### [Given task]
Present the entries below as a numbered list, omitting any blank lines.

### [Records shown]
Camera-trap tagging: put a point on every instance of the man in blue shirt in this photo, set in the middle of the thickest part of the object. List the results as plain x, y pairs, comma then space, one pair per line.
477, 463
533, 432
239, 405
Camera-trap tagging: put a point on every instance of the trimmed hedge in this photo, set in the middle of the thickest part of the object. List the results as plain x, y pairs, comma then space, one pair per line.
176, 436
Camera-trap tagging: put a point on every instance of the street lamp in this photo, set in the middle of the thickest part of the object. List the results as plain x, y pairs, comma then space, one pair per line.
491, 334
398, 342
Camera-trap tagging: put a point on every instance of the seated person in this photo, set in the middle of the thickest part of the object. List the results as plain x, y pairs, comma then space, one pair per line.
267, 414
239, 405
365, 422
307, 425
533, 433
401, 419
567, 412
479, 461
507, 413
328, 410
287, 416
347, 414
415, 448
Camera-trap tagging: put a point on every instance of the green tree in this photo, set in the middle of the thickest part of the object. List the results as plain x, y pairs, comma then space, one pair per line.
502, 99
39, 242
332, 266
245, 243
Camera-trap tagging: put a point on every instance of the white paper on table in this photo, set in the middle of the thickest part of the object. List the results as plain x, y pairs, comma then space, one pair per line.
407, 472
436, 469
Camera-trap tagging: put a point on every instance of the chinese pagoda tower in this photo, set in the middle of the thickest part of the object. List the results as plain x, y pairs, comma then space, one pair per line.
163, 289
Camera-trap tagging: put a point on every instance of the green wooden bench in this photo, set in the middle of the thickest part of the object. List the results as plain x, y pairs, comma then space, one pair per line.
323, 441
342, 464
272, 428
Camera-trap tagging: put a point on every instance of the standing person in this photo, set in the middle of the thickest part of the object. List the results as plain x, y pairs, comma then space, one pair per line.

### [Response to this task]
1. Camera-trap tagging: put a point on every instance of the man in blue shirt in this photo, set in the middle of the thickest part of the object. List the results as plain x, y pairs, comma then space, one pair per line.
2. 477, 463
3. 533, 432
4. 239, 405
5. Camera-trap tagging: put a point on every instance of the trimmed hedge in this photo, set in the middle of the thickest part of the object. List the results as plain x, y pairs, comma then space, one pair per line.
6. 176, 436
7. Camera-trap tagging: put a point on every instance of the street lamp in this photo, set in the middle of the thickest part of the object. List the results as plain x, y pairs, comma then space, one pair per line.
8. 491, 334
9. 398, 342
10. Camera-trap tagging: put a point on every instance of the seated person in this photo, set in the middle of the thickest part of the object. List the results as plain x, y pairs, comma then space, one pair per line.
11. 267, 414
12. 239, 405
13. 365, 422
14. 307, 425
15. 533, 433
16. 401, 419
17. 567, 412
18. 479, 461
19. 507, 413
20. 328, 410
21. 287, 416
22. 347, 414
23. 415, 448
24. Camera-trap tagging: put a point on every instance of the green tree in this photo, set in the middle of the thickest part of the object. List the results as plain x, y pairs, comma then space, one pair per line.
25. 502, 99
26. 39, 242
27. 332, 266
28. 245, 243
29. Camera-trap tagging: put a point on every instance of the white paper on table in this photo, set in the middle of the thickest part of the object. List the results as plain x, y pairs, comma then space, one pair per line.
30. 407, 472
31. 436, 469
32. Camera-trap tagging: put a point on every instance of the chinese pagoda tower in this photo, set in the middle of the thickest part of the object. List the results as plain x, y pairs, comma then space, one pair per line.
33. 163, 289
34. Camera-trap tagging: put a point on every instance of the green wooden bench in this photo, set in the middle of the thickest part of the object. List the results as plain x, y pairs, comma then space, one pair per line.
35. 323, 441
36. 342, 464
37. 272, 428
38. Camera-trap tagging: put a point on every instance of the standing person in this photo, set in the middle of the thickest part of the object. List the results as plain x, y pairs, comma then space, one pair per line.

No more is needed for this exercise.